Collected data

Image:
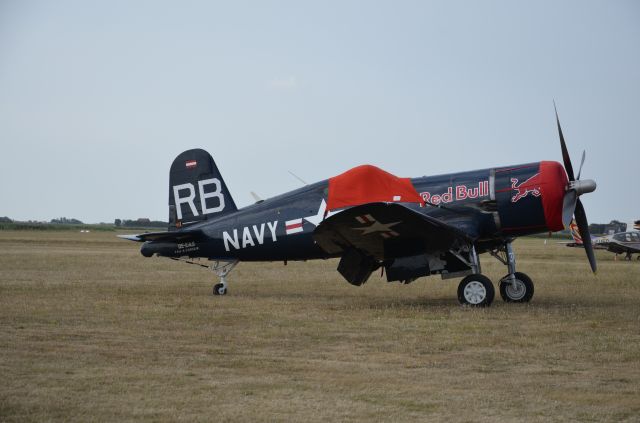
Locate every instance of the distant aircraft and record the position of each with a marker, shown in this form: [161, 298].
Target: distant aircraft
[627, 243]
[371, 219]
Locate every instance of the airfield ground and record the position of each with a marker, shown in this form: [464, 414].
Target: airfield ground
[92, 331]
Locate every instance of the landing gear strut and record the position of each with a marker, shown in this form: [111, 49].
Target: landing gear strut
[515, 287]
[222, 269]
[476, 289]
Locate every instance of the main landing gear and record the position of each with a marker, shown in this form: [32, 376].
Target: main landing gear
[477, 290]
[222, 269]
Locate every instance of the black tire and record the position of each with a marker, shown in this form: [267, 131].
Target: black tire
[219, 289]
[522, 293]
[476, 290]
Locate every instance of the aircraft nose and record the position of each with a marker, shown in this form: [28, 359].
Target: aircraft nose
[583, 186]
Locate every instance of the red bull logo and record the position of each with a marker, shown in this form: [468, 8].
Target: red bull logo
[530, 186]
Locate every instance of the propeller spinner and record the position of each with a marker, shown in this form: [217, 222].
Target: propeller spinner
[572, 204]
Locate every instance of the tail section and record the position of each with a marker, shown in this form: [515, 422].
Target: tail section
[197, 192]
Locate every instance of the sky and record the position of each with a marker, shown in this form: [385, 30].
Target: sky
[97, 98]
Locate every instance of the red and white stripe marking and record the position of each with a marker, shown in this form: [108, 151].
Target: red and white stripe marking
[293, 226]
[365, 218]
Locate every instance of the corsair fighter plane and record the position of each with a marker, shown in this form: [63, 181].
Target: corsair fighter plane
[371, 219]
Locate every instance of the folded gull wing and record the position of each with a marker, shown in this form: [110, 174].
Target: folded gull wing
[386, 231]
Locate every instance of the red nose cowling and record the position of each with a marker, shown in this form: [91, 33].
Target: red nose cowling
[553, 184]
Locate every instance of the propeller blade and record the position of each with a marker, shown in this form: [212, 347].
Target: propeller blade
[568, 207]
[581, 163]
[583, 227]
[565, 154]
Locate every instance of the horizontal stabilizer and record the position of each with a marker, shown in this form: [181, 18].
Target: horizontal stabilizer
[174, 236]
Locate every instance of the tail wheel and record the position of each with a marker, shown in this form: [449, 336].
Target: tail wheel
[219, 289]
[519, 290]
[476, 290]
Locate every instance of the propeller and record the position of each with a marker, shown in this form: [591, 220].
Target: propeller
[572, 206]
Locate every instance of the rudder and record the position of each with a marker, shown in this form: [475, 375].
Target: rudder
[197, 191]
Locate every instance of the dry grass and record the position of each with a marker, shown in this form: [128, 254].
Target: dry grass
[92, 331]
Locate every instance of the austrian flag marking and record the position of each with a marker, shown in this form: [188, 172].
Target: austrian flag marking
[293, 226]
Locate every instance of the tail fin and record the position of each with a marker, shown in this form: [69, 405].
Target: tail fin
[197, 192]
[575, 232]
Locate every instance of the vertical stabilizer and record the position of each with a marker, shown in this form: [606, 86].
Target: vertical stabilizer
[197, 191]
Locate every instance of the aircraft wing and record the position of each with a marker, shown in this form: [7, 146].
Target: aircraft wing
[619, 247]
[385, 231]
[174, 236]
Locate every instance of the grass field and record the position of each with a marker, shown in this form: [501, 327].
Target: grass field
[92, 331]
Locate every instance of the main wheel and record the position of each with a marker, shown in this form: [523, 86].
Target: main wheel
[476, 290]
[219, 289]
[520, 291]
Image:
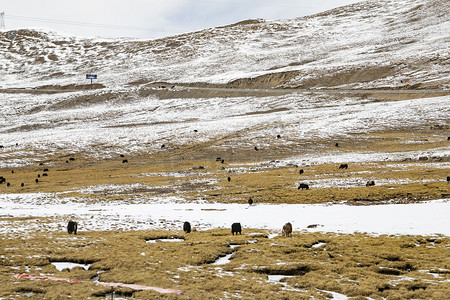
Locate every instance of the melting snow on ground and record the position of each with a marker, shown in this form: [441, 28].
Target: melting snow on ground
[424, 218]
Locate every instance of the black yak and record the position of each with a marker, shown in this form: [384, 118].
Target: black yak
[287, 229]
[72, 227]
[303, 186]
[187, 227]
[235, 228]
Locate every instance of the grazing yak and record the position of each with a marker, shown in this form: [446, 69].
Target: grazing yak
[187, 227]
[72, 227]
[287, 229]
[303, 186]
[235, 228]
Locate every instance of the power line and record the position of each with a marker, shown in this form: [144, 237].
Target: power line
[76, 23]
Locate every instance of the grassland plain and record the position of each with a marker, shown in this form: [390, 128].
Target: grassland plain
[263, 265]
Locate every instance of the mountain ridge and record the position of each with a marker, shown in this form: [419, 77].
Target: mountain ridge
[371, 44]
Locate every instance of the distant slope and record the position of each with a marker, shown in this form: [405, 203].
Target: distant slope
[372, 44]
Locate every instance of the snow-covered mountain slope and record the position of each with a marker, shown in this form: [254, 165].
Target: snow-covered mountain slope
[387, 43]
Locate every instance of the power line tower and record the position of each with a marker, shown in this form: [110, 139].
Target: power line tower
[2, 20]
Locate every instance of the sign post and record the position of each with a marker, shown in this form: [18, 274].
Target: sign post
[91, 76]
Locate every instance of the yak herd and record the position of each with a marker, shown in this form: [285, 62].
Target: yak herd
[235, 227]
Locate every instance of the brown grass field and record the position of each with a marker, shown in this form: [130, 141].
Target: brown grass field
[357, 265]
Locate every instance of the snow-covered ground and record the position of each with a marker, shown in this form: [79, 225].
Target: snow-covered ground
[46, 124]
[406, 41]
[425, 218]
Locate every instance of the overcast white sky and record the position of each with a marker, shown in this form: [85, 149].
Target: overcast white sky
[157, 18]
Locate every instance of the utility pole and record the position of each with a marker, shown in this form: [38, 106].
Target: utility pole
[2, 20]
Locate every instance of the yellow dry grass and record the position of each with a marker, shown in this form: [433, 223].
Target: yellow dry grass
[358, 265]
[355, 265]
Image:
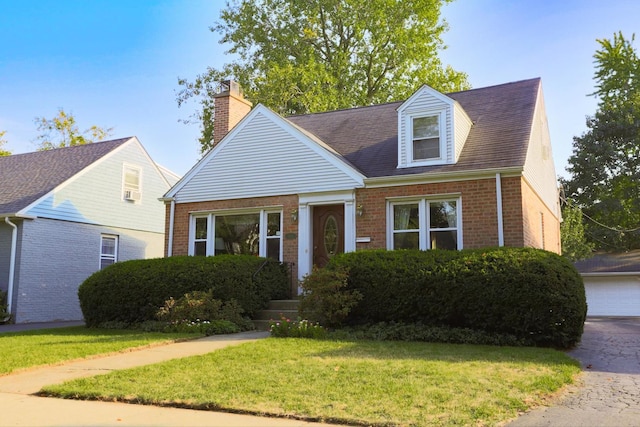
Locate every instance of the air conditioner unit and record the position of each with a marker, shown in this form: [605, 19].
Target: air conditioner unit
[132, 195]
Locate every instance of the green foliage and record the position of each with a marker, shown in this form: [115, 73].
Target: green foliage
[133, 291]
[534, 295]
[398, 331]
[62, 131]
[302, 328]
[3, 141]
[605, 164]
[201, 306]
[299, 57]
[325, 298]
[574, 244]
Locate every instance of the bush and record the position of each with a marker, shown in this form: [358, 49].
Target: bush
[325, 298]
[534, 295]
[133, 291]
[286, 328]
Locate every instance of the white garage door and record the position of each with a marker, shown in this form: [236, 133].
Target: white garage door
[613, 296]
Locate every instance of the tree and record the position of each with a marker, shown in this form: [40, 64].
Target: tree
[605, 164]
[304, 56]
[62, 131]
[3, 141]
[574, 244]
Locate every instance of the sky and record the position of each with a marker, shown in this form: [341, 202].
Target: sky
[116, 63]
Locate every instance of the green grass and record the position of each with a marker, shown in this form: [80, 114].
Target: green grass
[355, 382]
[21, 350]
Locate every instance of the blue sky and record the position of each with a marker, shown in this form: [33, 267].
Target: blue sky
[116, 63]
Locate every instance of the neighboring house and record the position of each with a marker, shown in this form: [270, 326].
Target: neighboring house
[465, 170]
[68, 212]
[612, 283]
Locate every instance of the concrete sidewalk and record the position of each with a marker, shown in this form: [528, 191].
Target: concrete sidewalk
[20, 408]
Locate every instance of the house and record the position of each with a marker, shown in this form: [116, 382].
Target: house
[612, 283]
[68, 212]
[462, 170]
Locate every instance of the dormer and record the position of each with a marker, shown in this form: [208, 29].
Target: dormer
[432, 129]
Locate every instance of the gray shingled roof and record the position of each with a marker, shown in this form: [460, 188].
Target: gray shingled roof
[24, 178]
[624, 262]
[367, 136]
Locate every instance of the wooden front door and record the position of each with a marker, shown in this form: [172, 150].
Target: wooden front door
[328, 233]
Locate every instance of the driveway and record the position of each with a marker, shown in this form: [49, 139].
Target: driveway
[608, 392]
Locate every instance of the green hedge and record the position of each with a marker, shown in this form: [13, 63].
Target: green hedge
[133, 291]
[532, 294]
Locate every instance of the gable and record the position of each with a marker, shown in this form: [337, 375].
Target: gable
[265, 155]
[453, 123]
[95, 195]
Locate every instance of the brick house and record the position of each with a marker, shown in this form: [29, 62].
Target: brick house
[463, 170]
[68, 212]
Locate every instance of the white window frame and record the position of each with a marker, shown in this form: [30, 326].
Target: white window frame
[211, 218]
[424, 229]
[441, 115]
[105, 256]
[131, 188]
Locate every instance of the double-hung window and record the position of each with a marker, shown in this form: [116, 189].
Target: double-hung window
[108, 250]
[244, 232]
[425, 224]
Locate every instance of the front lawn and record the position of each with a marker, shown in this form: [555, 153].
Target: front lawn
[26, 349]
[354, 382]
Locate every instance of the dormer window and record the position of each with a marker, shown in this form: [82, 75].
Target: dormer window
[426, 138]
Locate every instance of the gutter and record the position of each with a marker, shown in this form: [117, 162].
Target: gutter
[499, 210]
[12, 264]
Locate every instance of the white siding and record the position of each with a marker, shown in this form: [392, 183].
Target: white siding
[95, 196]
[266, 157]
[462, 127]
[424, 101]
[539, 169]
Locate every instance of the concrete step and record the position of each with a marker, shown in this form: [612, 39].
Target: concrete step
[274, 312]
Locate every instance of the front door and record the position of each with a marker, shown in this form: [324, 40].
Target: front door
[328, 233]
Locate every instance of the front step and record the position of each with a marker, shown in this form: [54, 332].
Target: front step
[274, 312]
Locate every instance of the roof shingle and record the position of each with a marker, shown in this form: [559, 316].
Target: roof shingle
[367, 137]
[24, 178]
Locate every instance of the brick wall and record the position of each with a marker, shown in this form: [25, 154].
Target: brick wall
[479, 210]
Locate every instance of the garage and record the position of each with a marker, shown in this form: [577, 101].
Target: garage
[612, 284]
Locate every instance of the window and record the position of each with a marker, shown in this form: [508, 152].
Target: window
[108, 250]
[254, 233]
[131, 183]
[425, 137]
[425, 224]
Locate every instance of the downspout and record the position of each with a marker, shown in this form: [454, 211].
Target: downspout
[172, 210]
[12, 263]
[499, 209]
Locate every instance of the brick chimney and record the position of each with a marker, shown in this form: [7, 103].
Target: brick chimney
[230, 107]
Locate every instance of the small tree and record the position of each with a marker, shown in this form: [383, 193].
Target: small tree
[62, 131]
[574, 244]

- TASK TO CARRY OUT
What is needed is an exact copy of the lines above, from the one containing "Locate every instance of the green grass" through the one containing "Locate every instance of the green hedge", with nothing added.

- TASK RESPONSE
Locate every instance of the green grass and record the position of each with a marker, shown in this form: [80, 114].
Target: green grass
[355, 382]
[21, 350]
Locate every instance of the blue sky and record the position of each with a marker, shown in this form: [33, 267].
Target: blue sky
[116, 63]
Locate every instance of the neighboring house and record the position of each with a marker, shown in this form: [270, 326].
Target: neighboring house
[465, 170]
[68, 212]
[612, 283]
Locate every instance of the concrete sidewalk and record the position of each with a marker, shown in this form: [528, 191].
Target: concrete sidewalk
[20, 408]
Locate every instance of the house and record the position of each with a marker, shown in this form: [116, 382].
Target: house
[612, 283]
[68, 212]
[462, 170]
Locate every instance of the dormer and record the position of each with a marker, shown in this form: [208, 29].
Target: dormer
[432, 129]
Locate every instance of the gray shingled roof and record the position of each with a marker, shown in this form: [460, 188].
Target: gray shingled roof
[24, 178]
[624, 262]
[367, 136]
Locate every instance of the wooden front door and record the position of each with a marker, shown in this form: [172, 150].
Target: wooden front door
[328, 233]
Locate every instance of the driveway and record the position of each with a marker, shown in this form: [49, 139].
Target: driveway
[608, 392]
Locate every instance of the green hedge and record the position of each with a marker, shown in this form: [13, 63].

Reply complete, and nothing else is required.